_What you will do_
Duplicate every item below word for word, but leave the pictures out of your copy.

(Stored items)
————————
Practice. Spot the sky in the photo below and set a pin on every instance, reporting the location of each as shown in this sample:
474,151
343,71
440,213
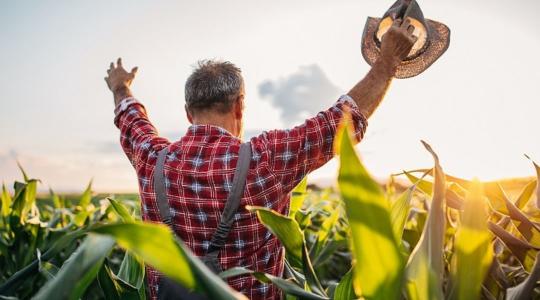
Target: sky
477,106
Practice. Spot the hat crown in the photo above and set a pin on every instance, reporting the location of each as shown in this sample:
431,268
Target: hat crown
416,17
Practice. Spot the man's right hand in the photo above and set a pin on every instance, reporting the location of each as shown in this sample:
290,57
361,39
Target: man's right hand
396,43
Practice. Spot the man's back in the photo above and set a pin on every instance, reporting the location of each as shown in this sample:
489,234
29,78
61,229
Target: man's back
199,171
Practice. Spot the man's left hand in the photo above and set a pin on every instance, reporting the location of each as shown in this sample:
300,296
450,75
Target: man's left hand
119,80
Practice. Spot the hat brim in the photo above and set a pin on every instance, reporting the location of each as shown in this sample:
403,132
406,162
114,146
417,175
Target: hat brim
439,40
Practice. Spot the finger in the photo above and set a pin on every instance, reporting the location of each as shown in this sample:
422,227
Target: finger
406,23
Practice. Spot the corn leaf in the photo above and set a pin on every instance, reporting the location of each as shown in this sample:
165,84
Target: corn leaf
86,196
156,245
378,266
288,232
111,289
523,251
345,289
6,202
131,270
79,270
472,247
400,210
525,290
537,168
426,266
526,194
285,229
288,286
122,211
298,196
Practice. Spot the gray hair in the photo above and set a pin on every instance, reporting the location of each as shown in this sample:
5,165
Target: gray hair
213,85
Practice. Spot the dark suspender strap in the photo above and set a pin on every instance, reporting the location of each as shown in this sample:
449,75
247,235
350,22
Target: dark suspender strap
233,201
231,206
160,188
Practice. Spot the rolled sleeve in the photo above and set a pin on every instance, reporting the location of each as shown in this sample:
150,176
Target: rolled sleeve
138,136
296,152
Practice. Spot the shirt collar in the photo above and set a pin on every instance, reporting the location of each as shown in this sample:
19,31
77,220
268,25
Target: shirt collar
207,130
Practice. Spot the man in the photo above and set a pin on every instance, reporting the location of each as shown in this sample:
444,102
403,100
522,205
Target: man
200,166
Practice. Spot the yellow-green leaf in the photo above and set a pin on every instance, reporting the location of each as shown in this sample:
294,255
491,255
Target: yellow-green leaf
424,273
472,247
378,264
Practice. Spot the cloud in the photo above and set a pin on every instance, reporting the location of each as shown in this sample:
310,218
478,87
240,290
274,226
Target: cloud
301,94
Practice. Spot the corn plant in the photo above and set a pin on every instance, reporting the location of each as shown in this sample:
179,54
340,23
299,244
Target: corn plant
439,237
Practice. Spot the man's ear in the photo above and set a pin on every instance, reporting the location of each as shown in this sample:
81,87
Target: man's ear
188,115
239,107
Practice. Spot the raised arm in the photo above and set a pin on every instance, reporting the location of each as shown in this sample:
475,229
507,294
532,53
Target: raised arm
296,152
138,136
396,45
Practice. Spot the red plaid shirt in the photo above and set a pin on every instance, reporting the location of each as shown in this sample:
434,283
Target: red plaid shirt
199,172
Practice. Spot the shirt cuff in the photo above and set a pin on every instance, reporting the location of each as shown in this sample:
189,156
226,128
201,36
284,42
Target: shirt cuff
349,99
123,105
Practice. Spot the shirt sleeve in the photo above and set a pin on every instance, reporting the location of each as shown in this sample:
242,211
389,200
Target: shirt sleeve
294,153
138,137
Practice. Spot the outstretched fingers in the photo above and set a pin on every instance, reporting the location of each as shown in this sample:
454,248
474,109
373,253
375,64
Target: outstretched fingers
397,23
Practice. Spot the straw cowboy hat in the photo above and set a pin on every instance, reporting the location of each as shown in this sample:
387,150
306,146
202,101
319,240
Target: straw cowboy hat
433,38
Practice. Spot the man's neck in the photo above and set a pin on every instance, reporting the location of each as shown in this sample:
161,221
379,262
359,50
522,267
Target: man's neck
224,121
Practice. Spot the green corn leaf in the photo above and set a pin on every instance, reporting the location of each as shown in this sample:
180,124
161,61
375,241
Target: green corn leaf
79,270
156,245
288,286
25,177
400,210
86,196
291,236
526,194
25,198
108,285
47,269
422,184
425,267
523,251
326,227
122,211
160,248
378,266
6,202
345,290
525,290
472,247
298,196
311,278
285,229
131,270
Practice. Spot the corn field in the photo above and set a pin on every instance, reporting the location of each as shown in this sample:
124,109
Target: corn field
439,237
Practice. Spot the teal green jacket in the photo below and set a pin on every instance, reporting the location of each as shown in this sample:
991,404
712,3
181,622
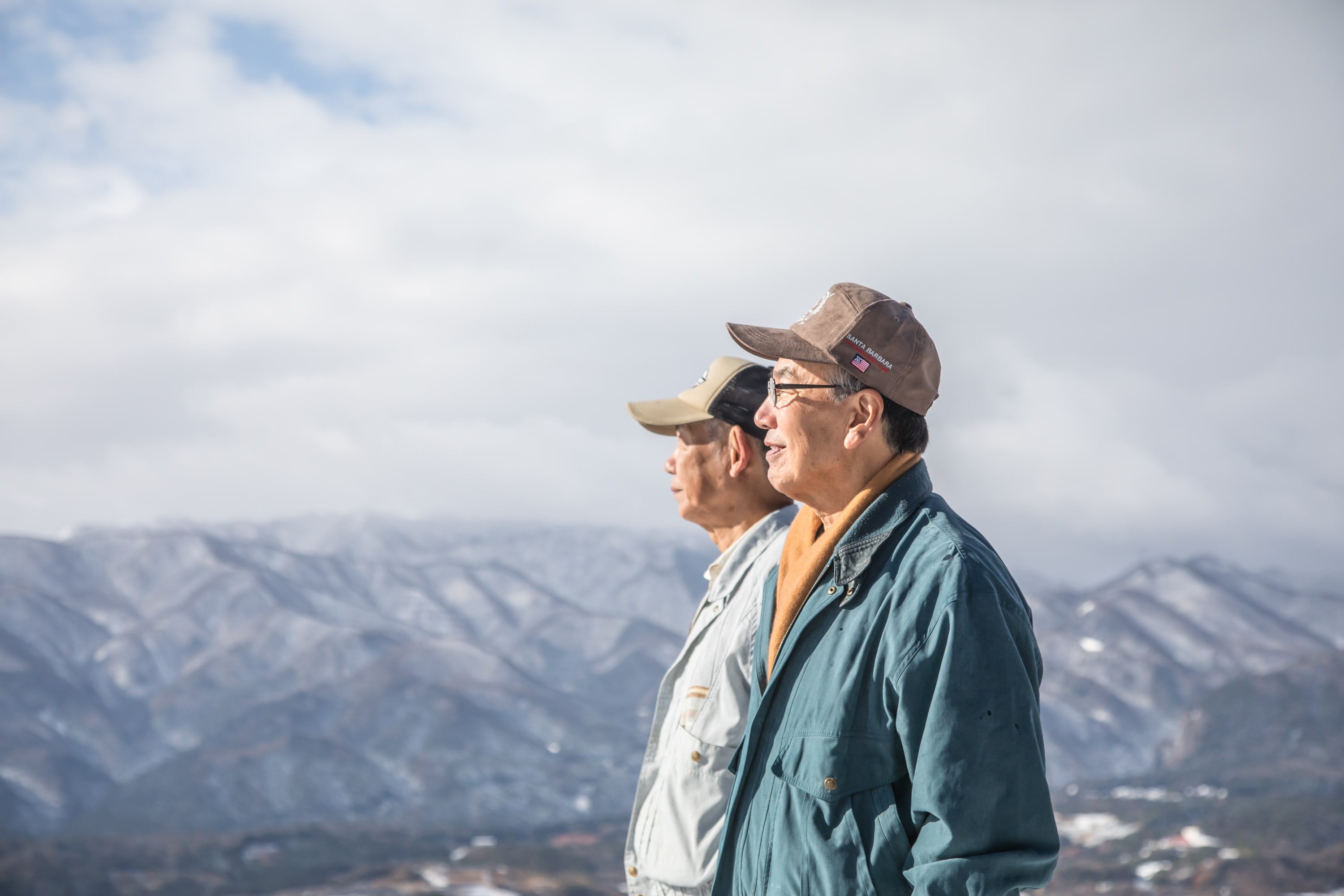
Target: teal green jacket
897,747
————————
_Task response_
Practice. Spot the sky in the photo below and set a pin on every instance, reporting the location of each as shown in this sample:
474,151
343,71
440,213
Target: sky
477,106
Practice. Spot the hat crown in the photo above and set a pin on every instance, reporting the location of each as shown in this sample:
431,268
Target: hat crown
416,17
Practice. Spot the man's right hand in the photo above and set a pin on every instance, reporting the location of each as shown in this sample:
290,57
361,39
Target: man's right hand
396,43
Practice. Spot the man's back in the photo above and set a pin on every instance, reporting the location of each as shown in this sample:
489,234
29,78
61,229
Target: man's back
199,171
Practice. Spot the man's left hand in the photo above and set a pin on every instance, reporting the location of each as shown in this sample:
300,296
450,75
Target: man's left hand
119,80
Practice. Spot the hat brim in the photo above and set a pin on every instance, reporting the location of each as shown in this sample:
403,132
406,162
114,146
417,175
Target: hat brim
439,40
Practice. Spot the finger in the photo above and set a pin on every instance, reporting the location of each as shown in this sample:
422,227
Target: finger
406,23
Practice. Spot the corn leaf in the photo above and set a pin on every instance, reporting the location of each as shown in this sample:
165,84
Target: corn leaf
86,196
156,245
378,266
288,232
111,289
523,251
345,289
6,202
131,270
79,270
472,247
400,210
525,290
537,168
426,266
526,194
285,229
288,286
122,211
298,196
Practice. Spot the gray hair in the photo above and set a pin on every instance, reporting the location of each as shown in this sample:
5,165
Target: gray hair
213,85
Practice. Spot the dark suspender strap in the photo above and set a pin on every instance, reporting the location of each as shown in this sample:
449,75
247,235
350,22
Target: dark suspender strap
233,201
231,206
160,188
Practice. Spot the rolled sleeve in the photo above and set a pin on every instance, reporting the location of each as shown in this sample:
150,176
Target: rolled sleeve
138,136
296,152
Practice. Spot the shirt collar in the photo above and set a pin on every instance, reporting the location of each as shown in this sample:
19,31
77,220
268,25
Target: shirt collar
207,130
Practice. Spot the man in the photo above and set a pin on every instance, reporting the location of each as shown in this sample:
444,102
403,100
522,205
Target: man
200,166
Practice. Spot the yellow-green leaf in the photo above and set a pin on every instance, reporting the location of each as shown in this sample:
294,255
491,255
Target: yellow-green leaf
424,273
472,247
378,264
Practice. Spot the cloud in the photo above and set a pin on every instance, reporting the location of each as shown in this sample:
310,218
478,87
240,290
274,226
Target: cloud
301,94
Practice. Spot the corn plant in the photo above and set a pin on every instance, reporting the location of each as shown in this sample:
179,54
340,23
299,244
Target: corn plant
439,237
Practice. Spot the man's ear in the photo above and set a pin on every instance, reporting the location of each as shown in this sample:
81,87
Target: man's ear
188,115
239,107
Practice. Spot the raised arm in the photo above and set a pin on every instance, reporting the location of each as shown in this sample:
475,229
507,294
532,53
Target: raised arm
296,152
138,136
396,45
Practice. Spot the red plaid shirt in the photo above and set a pin on every instance, reporting the location of each as shown in this sample:
434,283
Target: red plaid shirt
199,172
Practice. Spot the shirt cuff in the photo above and set a pin on every instance, reporting the location of each as shown in this sample:
189,156
226,128
201,36
284,42
Target: shirt cuff
349,99
123,105
Practice. Spot the shirt sleeve in the photo above and set a pin on every instance, reporting the location of each as shown in this sample:
242,211
389,200
Target: shirt sleeve
294,153
138,137
Practice. Spot the outstretched fingers in the photo above and set a pin on every instance, reporting the location of each as shown in this sample:
454,248
474,109
373,253
375,64
Target: outstretched fingers
397,23
Practice. Spot the straw cowboy hat in the photo above and set a pin on every instance, reporting the location of each as shown in this sample:
387,150
306,146
202,101
319,240
Target: straw cowboy hat
433,38
Practice. Spot the man's neck in the photo above and set a pin on every instance, reporting the location of each as shown in this sample:
161,221
379,262
359,50
522,267
Target: man's neck
224,121
Practice. Spot the green corn leaf in the photo above and set a pin on every instance, reporting the location of each as shown in this sample:
180,124
161,61
375,241
Target: green corn leaf
79,270
156,245
288,286
25,177
400,210
86,196
291,236
526,194
25,198
108,285
47,269
422,184
425,267
523,251
326,227
122,211
160,248
378,266
6,202
345,290
525,290
472,247
298,196
311,278
285,229
131,270
Practice. Spot the corn field in the photo above and set a pin on every instance, reporting the location of each as shown in this sample:
124,109
Target: corn field
439,237
Practice. Spot the teal green jacket in the photo below and set a pin on every instance, reporting the location of each as shown in this sample:
991,404
712,3
181,622
Target: teal green jacket
897,747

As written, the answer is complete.